Exercise prompt
From the first line to the last, copy the data exactly.

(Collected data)
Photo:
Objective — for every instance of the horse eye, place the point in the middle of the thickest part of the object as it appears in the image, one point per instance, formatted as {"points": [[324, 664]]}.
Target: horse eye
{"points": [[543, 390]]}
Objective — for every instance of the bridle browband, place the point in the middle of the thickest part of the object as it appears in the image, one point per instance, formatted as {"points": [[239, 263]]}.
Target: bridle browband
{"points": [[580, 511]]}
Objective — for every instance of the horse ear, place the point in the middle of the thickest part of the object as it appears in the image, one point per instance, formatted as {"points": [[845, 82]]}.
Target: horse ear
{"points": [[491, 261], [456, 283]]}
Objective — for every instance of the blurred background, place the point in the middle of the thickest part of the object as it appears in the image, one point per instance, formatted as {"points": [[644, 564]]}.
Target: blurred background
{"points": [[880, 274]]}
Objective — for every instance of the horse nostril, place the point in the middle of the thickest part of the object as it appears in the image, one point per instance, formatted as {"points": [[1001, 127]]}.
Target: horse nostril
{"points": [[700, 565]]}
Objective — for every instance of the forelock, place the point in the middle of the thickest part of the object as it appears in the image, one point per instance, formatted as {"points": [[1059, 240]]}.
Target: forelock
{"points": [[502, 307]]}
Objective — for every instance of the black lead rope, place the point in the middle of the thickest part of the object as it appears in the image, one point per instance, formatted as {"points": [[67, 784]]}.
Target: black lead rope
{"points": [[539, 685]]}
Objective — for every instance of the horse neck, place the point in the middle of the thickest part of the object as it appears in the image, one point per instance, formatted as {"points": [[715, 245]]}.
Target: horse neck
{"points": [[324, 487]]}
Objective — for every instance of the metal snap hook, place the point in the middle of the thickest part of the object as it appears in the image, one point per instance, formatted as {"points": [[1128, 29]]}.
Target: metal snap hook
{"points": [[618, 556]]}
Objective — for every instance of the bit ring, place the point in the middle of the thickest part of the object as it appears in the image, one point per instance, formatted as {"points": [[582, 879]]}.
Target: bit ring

Answer to the exercise
Photo:
Objective — for every instance of the horse eye, place the point in the middle of the thickest part of the object as it appears in the image, one point per instance, formatted as {"points": [[324, 664]]}.
Target: horse eye
{"points": [[543, 390]]}
Objective — for every instance of the bridle browband, place the point in the middle of the thickest part of the object as it appears in the image, one point per instance, formatted as {"points": [[239, 263]]}.
Target: bridle browband
{"points": [[580, 511]]}
Objective — for every instance of the horse ear, place the point in the middle of the thickest part of the object as it appears in the image, one point per instance, formatted as {"points": [[845, 82]]}.
Target: horse ear
{"points": [[491, 261], [456, 283]]}
Objective — for every instance of the blurred background, place the point in the middle of the thickest part of the object as it appears in the image, one point per instance, formatted as {"points": [[644, 564]]}.
Target: blurred background
{"points": [[880, 274]]}
Objective — for every instance of the horse nostril, place the point in the middle of the thickest part of the object as it appears in the image, one point per instance, formatted as {"points": [[1001, 127]]}.
Target: horse nostril
{"points": [[700, 565]]}
Objective — for every instance of the forelock, place the point in the middle of the thickest part of the object as it appears in the image, one point per instance, formatted as {"points": [[1059, 240]]}.
Target: forelock
{"points": [[502, 307]]}
Objective — for every instance of the black lead rope, place the point in the middle of the thickest part of the object as it appears in the image, one point per instance, formatted as {"points": [[67, 784]]}.
Target: black lead rope
{"points": [[539, 685]]}
Objective — for every instance of the horse neck, place the point in the middle of the thickest part of the object as it appears in the image, one point per instance, formatted as {"points": [[715, 245]]}.
Target: horse neck
{"points": [[324, 487]]}
Objective — for every instance of the metal snap hook, place the point in the middle of the thickest part of the object as it appears in the image, one point per instance, formatted as {"points": [[1128, 29]]}.
Target: metal snap hook
{"points": [[618, 556]]}
Objective — for every instance of the bit ring, place the point in the middle of the thickest part of the object as it appears in the image, one point per instance, formatted as {"points": [[582, 879]]}.
Target: bit ring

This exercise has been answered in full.